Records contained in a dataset

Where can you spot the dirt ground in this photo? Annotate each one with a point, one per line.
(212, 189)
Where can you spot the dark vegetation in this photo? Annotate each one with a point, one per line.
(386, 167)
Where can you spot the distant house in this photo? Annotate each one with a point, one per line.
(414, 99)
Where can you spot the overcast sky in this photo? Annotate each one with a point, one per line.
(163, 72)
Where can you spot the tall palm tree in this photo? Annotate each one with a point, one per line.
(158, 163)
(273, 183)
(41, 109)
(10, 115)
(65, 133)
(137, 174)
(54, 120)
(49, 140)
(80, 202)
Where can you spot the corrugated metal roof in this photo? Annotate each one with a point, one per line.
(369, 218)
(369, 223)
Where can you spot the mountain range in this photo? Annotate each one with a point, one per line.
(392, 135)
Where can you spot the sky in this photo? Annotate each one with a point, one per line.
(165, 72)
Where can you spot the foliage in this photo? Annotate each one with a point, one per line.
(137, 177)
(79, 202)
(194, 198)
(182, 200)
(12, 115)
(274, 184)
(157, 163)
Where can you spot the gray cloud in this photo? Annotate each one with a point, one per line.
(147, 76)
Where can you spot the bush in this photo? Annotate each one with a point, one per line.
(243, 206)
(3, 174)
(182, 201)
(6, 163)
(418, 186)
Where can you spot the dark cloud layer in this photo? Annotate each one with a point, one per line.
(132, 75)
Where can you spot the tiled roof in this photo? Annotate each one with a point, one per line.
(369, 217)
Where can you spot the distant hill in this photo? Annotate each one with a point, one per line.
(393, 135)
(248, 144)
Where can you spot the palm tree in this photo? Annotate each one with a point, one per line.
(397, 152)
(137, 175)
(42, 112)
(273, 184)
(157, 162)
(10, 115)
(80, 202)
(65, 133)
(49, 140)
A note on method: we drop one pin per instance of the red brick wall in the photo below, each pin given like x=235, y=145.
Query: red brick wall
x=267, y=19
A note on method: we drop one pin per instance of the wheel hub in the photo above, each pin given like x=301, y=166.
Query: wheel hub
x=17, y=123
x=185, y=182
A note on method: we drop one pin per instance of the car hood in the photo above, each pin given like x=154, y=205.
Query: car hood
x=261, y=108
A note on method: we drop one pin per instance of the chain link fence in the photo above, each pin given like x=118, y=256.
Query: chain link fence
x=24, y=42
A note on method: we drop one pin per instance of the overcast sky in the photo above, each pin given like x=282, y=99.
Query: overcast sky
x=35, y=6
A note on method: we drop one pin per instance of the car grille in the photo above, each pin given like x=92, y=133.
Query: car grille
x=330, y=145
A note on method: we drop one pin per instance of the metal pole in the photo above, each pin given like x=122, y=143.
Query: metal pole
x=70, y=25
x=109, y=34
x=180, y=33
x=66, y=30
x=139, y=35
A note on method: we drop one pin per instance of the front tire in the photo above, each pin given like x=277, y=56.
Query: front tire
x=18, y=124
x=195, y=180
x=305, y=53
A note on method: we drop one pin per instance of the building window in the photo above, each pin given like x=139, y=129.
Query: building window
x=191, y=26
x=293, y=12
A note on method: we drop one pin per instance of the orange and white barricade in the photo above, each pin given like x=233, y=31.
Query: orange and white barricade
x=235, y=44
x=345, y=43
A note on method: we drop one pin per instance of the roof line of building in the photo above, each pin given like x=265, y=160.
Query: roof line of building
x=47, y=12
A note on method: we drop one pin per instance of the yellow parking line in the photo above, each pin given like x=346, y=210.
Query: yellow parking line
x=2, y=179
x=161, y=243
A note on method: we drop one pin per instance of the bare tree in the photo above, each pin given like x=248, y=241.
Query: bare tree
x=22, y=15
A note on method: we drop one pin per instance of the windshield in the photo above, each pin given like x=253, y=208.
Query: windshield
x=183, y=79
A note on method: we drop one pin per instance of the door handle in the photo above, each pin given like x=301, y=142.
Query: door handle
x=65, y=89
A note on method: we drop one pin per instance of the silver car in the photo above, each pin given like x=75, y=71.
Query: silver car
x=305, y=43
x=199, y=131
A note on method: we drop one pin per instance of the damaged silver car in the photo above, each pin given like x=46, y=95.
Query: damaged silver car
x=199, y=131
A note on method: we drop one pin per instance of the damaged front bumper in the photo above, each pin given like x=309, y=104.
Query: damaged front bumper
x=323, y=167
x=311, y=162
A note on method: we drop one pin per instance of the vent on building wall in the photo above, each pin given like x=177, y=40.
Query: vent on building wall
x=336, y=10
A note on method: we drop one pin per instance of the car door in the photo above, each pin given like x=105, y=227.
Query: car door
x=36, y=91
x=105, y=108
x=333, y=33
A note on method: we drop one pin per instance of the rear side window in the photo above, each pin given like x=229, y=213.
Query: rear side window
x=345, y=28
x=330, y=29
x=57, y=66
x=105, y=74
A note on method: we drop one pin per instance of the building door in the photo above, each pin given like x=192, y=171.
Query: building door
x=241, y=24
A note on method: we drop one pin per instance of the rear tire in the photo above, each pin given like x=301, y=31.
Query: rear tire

# TASK GOAL
Could you retype exactly the lines above from the one containing "like x=309, y=104." through the last line of the records, both included, and nothing else?

# ANSWER
A note on method: we drop one pin per instance of the damaged front bumper in the photo above, each pin given like x=309, y=104.
Query: damaged front bumper
x=323, y=167
x=311, y=162
A note on method: we drop one pin per instance of the vent on building wall in the photo above, each pin given like x=177, y=40.
Query: vent on building wall
x=336, y=10
A note on method: we drop one pin per instance of the car door in the photo above, each pin given like x=105, y=227.
Query: car door
x=36, y=91
x=105, y=108
x=333, y=33
A note on method: we drop one pin per instance of the rear side window in the photo above, each pin given like x=229, y=213.
Query: rear side window
x=345, y=28
x=330, y=29
x=57, y=66
x=105, y=74
A note on method: we drop one pin per instance of the building door in the photo above, each pin given like x=192, y=171.
Query: building door
x=241, y=24
A note on method: we drop one pin per instance of the rear tire in the photo above, each pin given like x=301, y=31.
Query: rear tire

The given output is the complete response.